### What the task asks
Which lines of the records contain the word "Detect"? Show each of them in full, treating case as significant.

### Source data
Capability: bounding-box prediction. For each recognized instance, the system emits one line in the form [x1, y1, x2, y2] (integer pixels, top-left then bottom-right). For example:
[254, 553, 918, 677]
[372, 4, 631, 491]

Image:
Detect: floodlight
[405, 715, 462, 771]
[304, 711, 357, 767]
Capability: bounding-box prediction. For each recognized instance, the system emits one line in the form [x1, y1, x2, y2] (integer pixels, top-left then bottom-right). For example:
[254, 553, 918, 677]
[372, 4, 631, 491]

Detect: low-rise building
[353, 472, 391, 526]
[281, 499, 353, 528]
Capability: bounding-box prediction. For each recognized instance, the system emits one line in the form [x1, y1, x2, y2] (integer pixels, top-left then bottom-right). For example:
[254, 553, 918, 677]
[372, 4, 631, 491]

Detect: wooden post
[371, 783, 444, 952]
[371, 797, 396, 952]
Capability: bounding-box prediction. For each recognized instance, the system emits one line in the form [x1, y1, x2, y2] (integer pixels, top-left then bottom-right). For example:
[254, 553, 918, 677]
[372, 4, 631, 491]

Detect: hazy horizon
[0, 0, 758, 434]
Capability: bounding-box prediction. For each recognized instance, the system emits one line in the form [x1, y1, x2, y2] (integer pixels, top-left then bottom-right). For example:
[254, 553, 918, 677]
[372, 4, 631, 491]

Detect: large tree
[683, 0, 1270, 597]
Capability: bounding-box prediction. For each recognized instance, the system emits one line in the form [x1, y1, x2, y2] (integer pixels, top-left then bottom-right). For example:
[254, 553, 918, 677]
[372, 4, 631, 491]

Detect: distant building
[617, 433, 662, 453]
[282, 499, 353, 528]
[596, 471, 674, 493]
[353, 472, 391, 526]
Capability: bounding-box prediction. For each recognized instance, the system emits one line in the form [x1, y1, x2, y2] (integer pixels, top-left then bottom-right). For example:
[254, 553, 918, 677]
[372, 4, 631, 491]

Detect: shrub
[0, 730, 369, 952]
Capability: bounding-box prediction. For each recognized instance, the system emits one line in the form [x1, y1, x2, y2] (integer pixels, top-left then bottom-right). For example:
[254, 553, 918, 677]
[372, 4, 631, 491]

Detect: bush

### Solution
Detect: floodlight
Detect: low-rise building
Detect: wooden post
Detect: hazy horizon
Detect: large tree
Detect: distant building
Detect: shrub
Detect: bush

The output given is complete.